--- START Material provided ---

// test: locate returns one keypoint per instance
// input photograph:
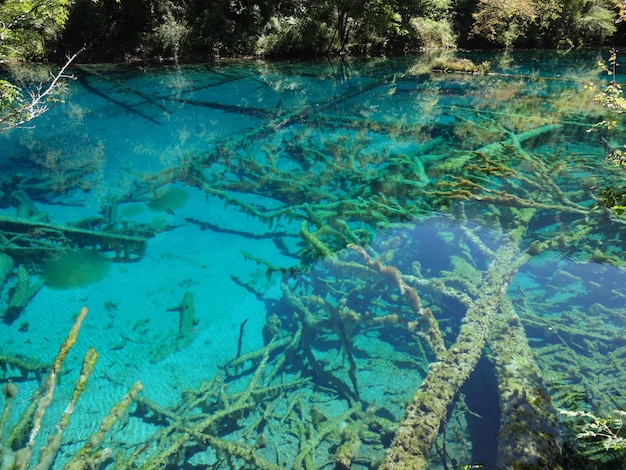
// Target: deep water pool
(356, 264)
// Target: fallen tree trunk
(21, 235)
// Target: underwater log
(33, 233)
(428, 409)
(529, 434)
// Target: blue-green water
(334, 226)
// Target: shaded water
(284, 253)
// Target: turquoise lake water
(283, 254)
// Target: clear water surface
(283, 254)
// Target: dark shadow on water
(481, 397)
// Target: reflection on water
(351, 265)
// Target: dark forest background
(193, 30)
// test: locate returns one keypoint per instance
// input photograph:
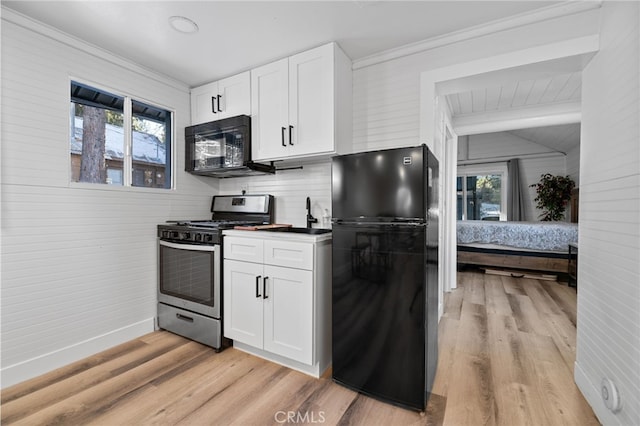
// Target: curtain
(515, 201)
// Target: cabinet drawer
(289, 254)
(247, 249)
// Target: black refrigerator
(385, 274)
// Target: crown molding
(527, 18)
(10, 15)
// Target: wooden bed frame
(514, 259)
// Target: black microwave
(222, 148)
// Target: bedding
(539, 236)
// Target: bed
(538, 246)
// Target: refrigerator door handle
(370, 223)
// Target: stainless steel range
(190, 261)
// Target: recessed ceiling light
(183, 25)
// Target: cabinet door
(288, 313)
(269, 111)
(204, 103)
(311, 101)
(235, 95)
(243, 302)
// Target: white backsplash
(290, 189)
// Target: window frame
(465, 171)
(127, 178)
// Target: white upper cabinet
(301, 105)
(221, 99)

--- END Material provided ---

■ Stated problem
Rewrite all of the lines above in full, scaling every point coordinate by 1.6 and rounding each result to a whole number, with halves rounded up. Leave the pictures out.

■ Answer to the task
// test: locate returns one keypoint per instance
// input photograph:
// Target: deep water pool
(570, 422)
// Target: fallen tree trunk
(34, 376)
// Target: underwater log
(53, 373)
(685, 654)
(846, 694)
// Target: blue-green water
(534, 362)
// Target: shaded water
(454, 405)
// Target: turquoise lake water
(453, 406)
// Target: clear water surface
(453, 406)
// Target: dark shadow on water
(770, 635)
// Target: reflection on water
(562, 424)
// Target: dark forest background
(309, 48)
// test: locate returns one keypoint per instance
// input photograph:
// Target: curtain
(824, 322)
// Target: cabinet drawer
(462, 406)
(395, 398)
// Target: black refrigerator
(616, 438)
// Target: crown molding
(843, 29)
(16, 24)
// Target: wooden bed frame
(822, 414)
// Target: black microwave
(355, 237)
// Target: bedding
(862, 378)
// Target: bed
(861, 394)
// Target: refrigerator door handle
(592, 357)
// Target: stainless steel range
(304, 418)
// Target: recessed ceiling light
(293, 40)
// Target: cabinet door
(461, 501)
(430, 178)
(326, 165)
(498, 162)
(376, 152)
(389, 483)
// Target: white backsplash
(464, 302)
// Target: window frame
(744, 274)
(203, 285)
// Target: white upper cabinet
(482, 168)
(354, 158)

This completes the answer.